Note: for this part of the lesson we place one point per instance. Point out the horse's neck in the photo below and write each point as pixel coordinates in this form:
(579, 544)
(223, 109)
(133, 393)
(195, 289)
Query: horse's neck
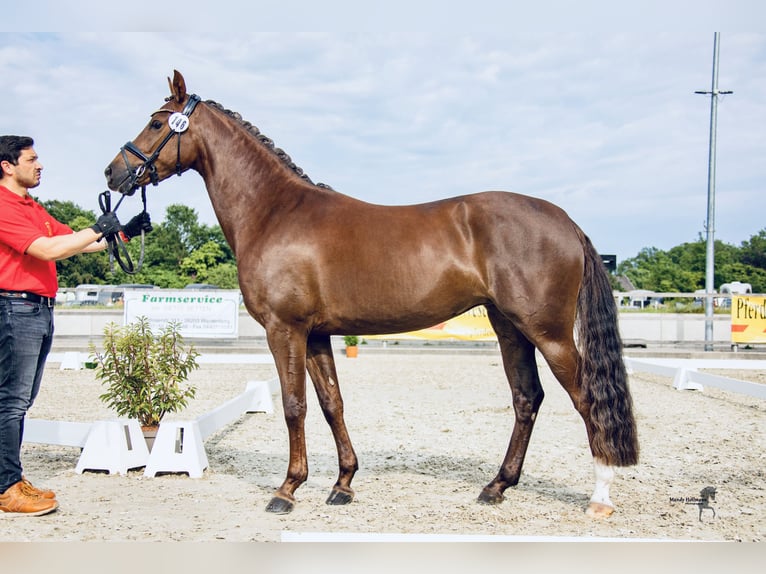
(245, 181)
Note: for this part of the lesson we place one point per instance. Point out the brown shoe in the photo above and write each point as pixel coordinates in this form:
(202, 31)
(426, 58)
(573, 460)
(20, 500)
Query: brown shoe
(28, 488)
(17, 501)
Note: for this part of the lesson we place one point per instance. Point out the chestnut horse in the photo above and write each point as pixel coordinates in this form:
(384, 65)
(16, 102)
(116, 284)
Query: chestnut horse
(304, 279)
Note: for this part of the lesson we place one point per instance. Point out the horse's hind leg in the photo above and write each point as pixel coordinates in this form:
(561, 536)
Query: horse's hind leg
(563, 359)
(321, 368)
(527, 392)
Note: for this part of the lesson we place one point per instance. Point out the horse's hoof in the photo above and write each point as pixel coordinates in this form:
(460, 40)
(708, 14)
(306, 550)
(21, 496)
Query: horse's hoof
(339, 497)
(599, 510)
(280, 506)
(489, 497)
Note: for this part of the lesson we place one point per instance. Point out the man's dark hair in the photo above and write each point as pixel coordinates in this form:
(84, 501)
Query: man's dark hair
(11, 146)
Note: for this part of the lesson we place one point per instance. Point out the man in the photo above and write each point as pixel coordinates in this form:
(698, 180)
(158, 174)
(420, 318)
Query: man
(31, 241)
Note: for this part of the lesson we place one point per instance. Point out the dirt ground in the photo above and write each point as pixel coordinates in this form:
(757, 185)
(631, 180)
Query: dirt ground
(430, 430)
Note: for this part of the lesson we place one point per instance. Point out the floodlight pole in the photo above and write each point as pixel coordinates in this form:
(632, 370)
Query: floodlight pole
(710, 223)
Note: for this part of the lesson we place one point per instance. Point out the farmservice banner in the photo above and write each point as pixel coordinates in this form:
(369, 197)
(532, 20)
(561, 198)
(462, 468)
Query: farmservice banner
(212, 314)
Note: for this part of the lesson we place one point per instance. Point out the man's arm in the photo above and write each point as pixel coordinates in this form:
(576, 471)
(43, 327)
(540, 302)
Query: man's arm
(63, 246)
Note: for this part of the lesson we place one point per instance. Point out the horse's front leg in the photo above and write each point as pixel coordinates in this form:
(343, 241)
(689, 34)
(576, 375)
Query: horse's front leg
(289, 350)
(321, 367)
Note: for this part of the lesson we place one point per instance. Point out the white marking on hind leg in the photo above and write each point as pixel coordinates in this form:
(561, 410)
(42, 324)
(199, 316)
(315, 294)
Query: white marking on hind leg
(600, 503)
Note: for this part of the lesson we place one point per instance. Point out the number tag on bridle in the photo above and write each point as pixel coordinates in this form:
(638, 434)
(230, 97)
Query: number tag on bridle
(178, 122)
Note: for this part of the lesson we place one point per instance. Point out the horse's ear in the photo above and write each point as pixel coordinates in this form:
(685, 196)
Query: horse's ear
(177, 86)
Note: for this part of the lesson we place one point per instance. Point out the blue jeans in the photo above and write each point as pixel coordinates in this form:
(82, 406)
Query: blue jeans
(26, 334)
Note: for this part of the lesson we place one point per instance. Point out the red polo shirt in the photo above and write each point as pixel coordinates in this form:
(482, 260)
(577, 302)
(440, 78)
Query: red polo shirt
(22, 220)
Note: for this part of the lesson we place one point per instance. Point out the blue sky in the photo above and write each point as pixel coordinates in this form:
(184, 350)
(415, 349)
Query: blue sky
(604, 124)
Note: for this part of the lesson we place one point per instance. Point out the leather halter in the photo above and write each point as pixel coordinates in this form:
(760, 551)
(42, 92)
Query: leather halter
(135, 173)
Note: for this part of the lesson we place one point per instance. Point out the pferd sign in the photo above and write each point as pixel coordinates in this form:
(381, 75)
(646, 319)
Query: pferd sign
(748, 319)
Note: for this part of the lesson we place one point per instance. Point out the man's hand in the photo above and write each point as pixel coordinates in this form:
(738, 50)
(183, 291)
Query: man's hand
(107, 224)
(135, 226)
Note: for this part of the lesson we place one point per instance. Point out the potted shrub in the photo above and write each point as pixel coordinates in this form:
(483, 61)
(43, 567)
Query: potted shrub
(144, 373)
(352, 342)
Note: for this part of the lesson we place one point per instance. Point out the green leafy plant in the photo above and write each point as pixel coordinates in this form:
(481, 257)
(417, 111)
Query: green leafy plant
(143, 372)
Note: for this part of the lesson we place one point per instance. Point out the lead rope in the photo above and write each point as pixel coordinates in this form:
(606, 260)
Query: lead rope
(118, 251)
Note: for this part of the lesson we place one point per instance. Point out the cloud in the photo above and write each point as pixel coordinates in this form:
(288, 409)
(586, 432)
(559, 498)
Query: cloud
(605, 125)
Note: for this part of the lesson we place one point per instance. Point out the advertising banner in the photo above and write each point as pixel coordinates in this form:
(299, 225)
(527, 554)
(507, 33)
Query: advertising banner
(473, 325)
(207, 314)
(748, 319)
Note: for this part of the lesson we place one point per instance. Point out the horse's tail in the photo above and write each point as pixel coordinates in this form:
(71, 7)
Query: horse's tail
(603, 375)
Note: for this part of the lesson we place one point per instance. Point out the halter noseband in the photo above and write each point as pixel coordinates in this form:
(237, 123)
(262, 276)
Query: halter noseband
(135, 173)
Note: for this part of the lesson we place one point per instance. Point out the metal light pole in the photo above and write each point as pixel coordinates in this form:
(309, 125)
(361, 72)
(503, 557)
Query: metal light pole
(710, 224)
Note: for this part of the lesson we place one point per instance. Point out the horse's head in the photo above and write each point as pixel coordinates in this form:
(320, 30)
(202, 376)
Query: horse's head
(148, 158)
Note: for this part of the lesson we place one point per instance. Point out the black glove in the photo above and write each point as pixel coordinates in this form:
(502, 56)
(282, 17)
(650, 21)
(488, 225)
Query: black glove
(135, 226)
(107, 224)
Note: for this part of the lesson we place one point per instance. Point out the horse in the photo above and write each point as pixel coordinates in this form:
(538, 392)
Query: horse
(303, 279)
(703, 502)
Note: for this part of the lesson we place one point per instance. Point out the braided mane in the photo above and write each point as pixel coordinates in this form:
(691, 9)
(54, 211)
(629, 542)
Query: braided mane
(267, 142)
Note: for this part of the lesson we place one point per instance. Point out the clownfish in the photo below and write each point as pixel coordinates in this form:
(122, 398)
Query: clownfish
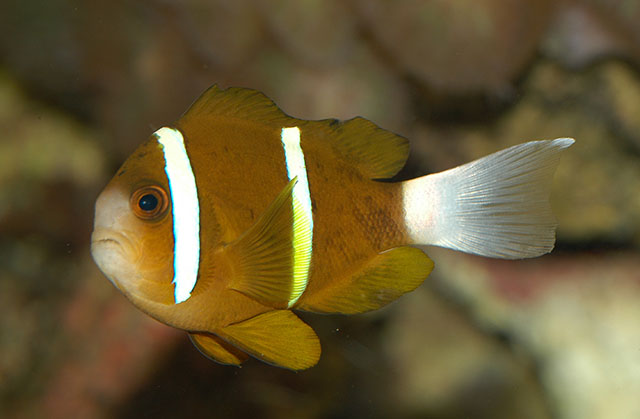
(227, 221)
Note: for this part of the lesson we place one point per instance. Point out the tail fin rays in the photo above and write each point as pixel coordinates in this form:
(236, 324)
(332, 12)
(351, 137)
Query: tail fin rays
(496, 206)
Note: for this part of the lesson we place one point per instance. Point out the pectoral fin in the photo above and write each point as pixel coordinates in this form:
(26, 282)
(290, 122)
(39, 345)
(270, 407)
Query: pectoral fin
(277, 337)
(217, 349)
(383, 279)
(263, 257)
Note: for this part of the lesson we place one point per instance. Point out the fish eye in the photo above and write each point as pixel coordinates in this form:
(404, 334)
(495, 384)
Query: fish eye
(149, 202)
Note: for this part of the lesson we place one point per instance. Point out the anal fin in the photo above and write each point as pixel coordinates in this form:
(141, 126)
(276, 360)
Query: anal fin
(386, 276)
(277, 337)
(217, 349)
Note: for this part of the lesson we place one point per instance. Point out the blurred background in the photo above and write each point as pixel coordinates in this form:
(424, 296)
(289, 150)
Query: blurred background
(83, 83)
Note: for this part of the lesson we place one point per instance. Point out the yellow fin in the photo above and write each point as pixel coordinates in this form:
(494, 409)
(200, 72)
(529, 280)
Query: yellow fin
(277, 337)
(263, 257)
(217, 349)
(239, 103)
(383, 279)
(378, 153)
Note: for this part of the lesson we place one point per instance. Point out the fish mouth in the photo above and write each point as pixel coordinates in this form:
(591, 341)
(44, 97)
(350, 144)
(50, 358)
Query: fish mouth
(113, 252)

# [What to do]
Your answer should be the exact lines above from the one with "Query: tail fin rays" through the one with "out the blurred", both included, and nothing besides.

# [Result of this exercise]
Query: tail fin rays
(496, 206)
Note: for this part of the lesson we place one point per instance. Point out the pectoral fin in the photo above and write each point as pixel coordinates in this form:
(26, 282)
(290, 122)
(39, 345)
(270, 407)
Query: pectoral fin
(277, 337)
(217, 349)
(383, 279)
(263, 257)
Note: for this part of the lesson we place one point per instance. Point out the fish eye in the photo above and write each point as pixel coordinates in this form:
(404, 334)
(495, 384)
Query: fish eye
(149, 202)
Note: for this part of the lesson we place one point per instance. Point out the anal fin in the photo above and write each point as pixel coordinates in this form:
(141, 126)
(276, 360)
Query: anal fin
(386, 276)
(277, 337)
(217, 349)
Note: for this part of the lesson we place one point per instance. Point out the blurred background in the photo above and write each point as pixel coordinates in this form:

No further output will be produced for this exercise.